Requirement: All of the data below is to be returned unaltered.

Data for the task:
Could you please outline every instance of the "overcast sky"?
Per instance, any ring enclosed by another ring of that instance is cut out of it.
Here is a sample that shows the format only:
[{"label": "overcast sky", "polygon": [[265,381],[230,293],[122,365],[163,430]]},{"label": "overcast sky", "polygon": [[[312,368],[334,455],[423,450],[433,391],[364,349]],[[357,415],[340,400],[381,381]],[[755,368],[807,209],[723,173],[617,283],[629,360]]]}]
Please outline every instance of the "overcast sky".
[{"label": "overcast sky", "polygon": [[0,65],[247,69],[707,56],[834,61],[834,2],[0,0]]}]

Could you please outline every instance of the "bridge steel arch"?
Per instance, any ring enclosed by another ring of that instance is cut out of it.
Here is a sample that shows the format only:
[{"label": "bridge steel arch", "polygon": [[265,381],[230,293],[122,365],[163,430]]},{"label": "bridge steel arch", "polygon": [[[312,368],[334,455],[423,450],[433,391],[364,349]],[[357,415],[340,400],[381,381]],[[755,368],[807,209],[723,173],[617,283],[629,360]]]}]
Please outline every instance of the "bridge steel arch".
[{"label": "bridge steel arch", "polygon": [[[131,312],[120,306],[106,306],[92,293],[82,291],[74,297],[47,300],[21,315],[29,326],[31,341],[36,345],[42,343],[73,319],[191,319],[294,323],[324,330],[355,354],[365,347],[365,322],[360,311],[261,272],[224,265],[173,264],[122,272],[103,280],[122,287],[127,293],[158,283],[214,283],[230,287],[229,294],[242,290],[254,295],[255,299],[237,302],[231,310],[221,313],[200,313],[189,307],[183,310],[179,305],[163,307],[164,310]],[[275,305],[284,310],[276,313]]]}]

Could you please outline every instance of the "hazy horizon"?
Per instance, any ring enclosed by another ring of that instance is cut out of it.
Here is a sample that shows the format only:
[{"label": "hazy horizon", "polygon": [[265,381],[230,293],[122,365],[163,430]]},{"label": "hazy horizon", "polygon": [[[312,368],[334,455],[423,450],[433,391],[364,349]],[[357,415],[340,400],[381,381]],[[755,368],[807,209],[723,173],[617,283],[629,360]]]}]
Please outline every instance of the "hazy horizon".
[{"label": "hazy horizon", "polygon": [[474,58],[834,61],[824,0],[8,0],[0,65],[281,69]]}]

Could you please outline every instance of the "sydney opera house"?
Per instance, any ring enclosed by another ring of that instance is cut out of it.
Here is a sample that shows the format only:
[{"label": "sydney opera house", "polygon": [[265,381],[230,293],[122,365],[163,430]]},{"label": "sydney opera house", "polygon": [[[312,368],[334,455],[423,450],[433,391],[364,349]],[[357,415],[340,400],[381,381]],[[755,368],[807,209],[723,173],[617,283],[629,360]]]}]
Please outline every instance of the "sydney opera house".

Task response:
Could you please outline every instance of the "overcast sky"?
Per instance, any ring enclosed by another ring of that instance is cut out of it.
Here is a sample that shows the format only:
[{"label": "overcast sky", "polygon": [[265,381],[230,293],[122,365],[163,430]]},{"label": "overcast sky", "polygon": [[[312,368],[334,455],[423,450],[433,391],[364,349]],[[357,415],[340,400],[381,381]],[[755,368],[807,209],[723,173],[617,283],[629,360]]]}]
Please outline every instance of the "overcast sky".
[{"label": "overcast sky", "polygon": [[0,65],[247,69],[707,56],[834,61],[834,2],[0,0]]}]

Could you please outline every instance of the "bridge steel arch"?
Per instance, any ring enclosed by another ring of that instance is cut out of it.
Here is a sample that shows the format only:
[{"label": "bridge steel arch", "polygon": [[265,381],[230,293],[122,365],[163,430]]},{"label": "bridge steel arch", "polygon": [[[312,368],[334,455],[423,450],[433,391],[364,349]],[[357,415],[340,400],[381,381]],[[755,368],[807,209],[723,173],[617,283],[629,360]]]}]
Please outline every instance of the "bridge steel arch".
[{"label": "bridge steel arch", "polygon": [[[131,312],[120,306],[106,306],[92,293],[82,291],[74,297],[47,300],[21,315],[29,326],[31,341],[36,345],[42,343],[73,319],[191,319],[294,323],[324,330],[355,354],[365,347],[365,322],[360,311],[261,272],[224,265],[173,264],[122,272],[103,280],[122,287],[127,293],[158,283],[214,283],[230,287],[229,294],[242,290],[254,295],[255,299],[237,302],[231,310],[221,313],[200,313],[189,307],[183,310],[179,305],[163,307],[164,310]],[[275,305],[284,310],[276,313]]]}]

Could you please outline every instance of the "hazy horizon"?
Per instance, any ring enclosed by another ring of that instance is cut out of it.
Here is a sample that shows the format only:
[{"label": "hazy horizon", "polygon": [[265,381],[230,293],[122,365],[163,430]]},{"label": "hazy horizon", "polygon": [[[312,368],[334,455],[423,450],[433,391],[364,349]],[[357,415],[340,400],[381,381]],[[755,368],[807,209],[723,173],[617,283],[629,360]]]}]
Please outline every instance of the "hazy horizon".
[{"label": "hazy horizon", "polygon": [[474,58],[834,61],[824,0],[8,0],[0,65],[281,69]]}]

Could you please outline every instance of the "sydney opera house"?
Per instance, any ring enclosed by another ring of that instance is cut out of it.
Here is a sample that shows the format only:
[{"label": "sydney opera house", "polygon": [[265,381],[230,293],[122,365],[163,430]]},{"label": "sydney opera house", "polygon": [[[312,368],[334,455],[423,450],[433,391],[364,349]],[[357,415],[340,400],[381,381]],[[755,368],[807,209],[723,173],[617,283],[629,360]]]}]
Please outline every instance of the "sydney opera house".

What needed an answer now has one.